## What the task asks
Answer these from the text about Ben and Brooke Wolcott:
1. What job did Ben have when the couple was looking to start their family?
2. At which ultrasound did the couple learn that Harrison would be born with a cleft lip and palate?
3. Which two conditions can the "soft markers" seen for Hazel indicate?

## Text
BEGIN
BEN AND BROOKE WOLCOTT
Ben and Brooke learned from their experience what others often wait to learn from theologians.
Medical student Ben and nurse Brooke met at work, married just a year later, and a couple years after that they were looking to start their family. By that time, Ben was working as a pediatric resident and Brooke worked in labor and delivery, so they knew what to expect—and what to fear. Their jobs taught them all the ins and outs of pregnancy, so they knew “all the things that could be wrong.”
What their jobs couldn’t prepare them for, and their family history wouldn’t have predicted, was the news they would have twins. They were as shocked and excited as any parents would be. At the 20-week ultrasound, when parents usually learn the children’s gender, Brooke and Ben learned more. The ultrasound revealed that the couple’s son, Harrison, would be born with a cleft lip and palate. The scan also showed “soft markers” for their daughter, Hazel, which can indicate Down syndrome or Edwards’ syndrome, but nothing was confirmed. Brooke describes that time as one with “a ton of fear…I didn’t really know anyone else who had a cleft lip or palate, so I didn’t know what to expect. With Hazel, there were some fears of us losing her—and that early on we would probably lose them both—so there was just so much fear.” Ben and Brooke would wait for weeks as each passing ultrasound came without answers.
END
## Records shown
BEGIN
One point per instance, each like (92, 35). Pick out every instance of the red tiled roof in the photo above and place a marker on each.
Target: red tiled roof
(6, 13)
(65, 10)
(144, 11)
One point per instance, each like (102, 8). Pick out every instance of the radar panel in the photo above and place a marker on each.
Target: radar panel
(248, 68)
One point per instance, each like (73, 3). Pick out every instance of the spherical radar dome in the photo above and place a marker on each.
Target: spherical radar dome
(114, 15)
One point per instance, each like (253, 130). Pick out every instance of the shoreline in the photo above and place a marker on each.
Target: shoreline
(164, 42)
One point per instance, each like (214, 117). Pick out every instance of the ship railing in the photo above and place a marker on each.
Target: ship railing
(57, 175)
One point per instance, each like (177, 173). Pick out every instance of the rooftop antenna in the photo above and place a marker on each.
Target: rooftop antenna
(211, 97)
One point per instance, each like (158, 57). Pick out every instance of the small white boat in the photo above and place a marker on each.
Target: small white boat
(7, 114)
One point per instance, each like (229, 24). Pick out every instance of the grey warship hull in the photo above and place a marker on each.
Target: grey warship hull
END
## Answer to the problem
1. Pediatric resident
2. The 20-week ultrasound
3. Down syndrome or Edwards' syndrome